**WHAT TO WORK ON:** Update the data from the line that contains "The drone is hovering over an almond orchard. Locate the distant" through the line that contains "[133,191,175,217]" by replacing "spray map" with "treatment map" and leaving everything else unchanged. Return only those lines.

**SUPPLIED MATERIAL:**

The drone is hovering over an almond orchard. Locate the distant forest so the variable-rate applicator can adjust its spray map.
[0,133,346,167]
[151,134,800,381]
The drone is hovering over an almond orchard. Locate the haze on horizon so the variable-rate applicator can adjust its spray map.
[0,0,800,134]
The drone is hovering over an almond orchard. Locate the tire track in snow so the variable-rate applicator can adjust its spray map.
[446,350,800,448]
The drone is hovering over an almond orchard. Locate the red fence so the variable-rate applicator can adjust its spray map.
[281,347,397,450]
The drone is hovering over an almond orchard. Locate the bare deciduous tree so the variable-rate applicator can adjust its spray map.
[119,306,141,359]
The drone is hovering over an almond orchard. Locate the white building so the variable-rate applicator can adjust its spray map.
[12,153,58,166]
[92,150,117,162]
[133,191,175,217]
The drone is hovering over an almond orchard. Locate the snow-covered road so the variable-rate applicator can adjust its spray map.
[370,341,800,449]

* * *

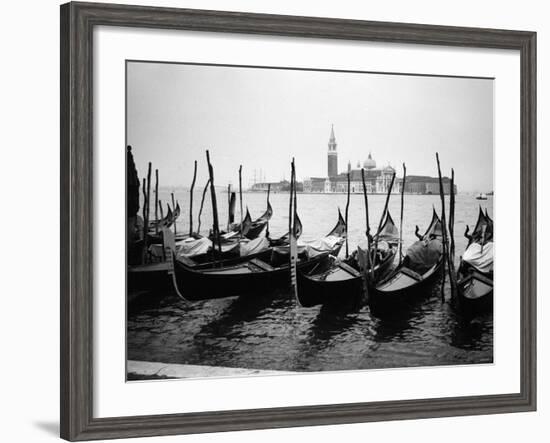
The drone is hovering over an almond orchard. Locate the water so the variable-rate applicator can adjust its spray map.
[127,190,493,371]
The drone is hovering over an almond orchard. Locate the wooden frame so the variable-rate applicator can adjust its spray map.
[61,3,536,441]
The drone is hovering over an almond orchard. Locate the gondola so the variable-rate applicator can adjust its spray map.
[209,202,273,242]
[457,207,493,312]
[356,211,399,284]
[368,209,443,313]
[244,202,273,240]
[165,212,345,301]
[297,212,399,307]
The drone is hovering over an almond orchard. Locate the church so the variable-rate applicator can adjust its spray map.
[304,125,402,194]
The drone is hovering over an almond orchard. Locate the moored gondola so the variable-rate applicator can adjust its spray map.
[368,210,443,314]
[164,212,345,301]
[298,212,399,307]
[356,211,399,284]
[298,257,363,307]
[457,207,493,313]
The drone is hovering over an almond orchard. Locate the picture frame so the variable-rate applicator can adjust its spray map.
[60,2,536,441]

**RESPONSE FOR THIS EXERCISE:**
The drone is hovering over an almond orchard. Locate the distant forest so the variable-rate applicator can adjust its treatment map.
[0,133,346,167]
[151,134,800,381]
The drone is hovering over an almond orchard. Locate the haze on horizon so the variable-rate applicator can adjust its treatment map.
[0,0,800,134]
The drone is hovering over an almond orchard. Locate the tire track in snow so the variable-rate applicator can adjust its treatment map.
[446,350,800,448]
The drone is hovering over an almond orchard. Locate the red fence so the variable-rate applicator can adjust its treatment map.
[281,347,397,450]
The drone is hovering over an almond orchard. Locate the bare deciduous tree so the variable-rate applicator can adjust its treatment map.
[119,306,141,359]
The drone is hovering over an almond orchard. Locate the white building so the variable-rate applicator can adjust its treatment map.
[12,153,58,166]
[92,150,117,162]
[133,191,175,217]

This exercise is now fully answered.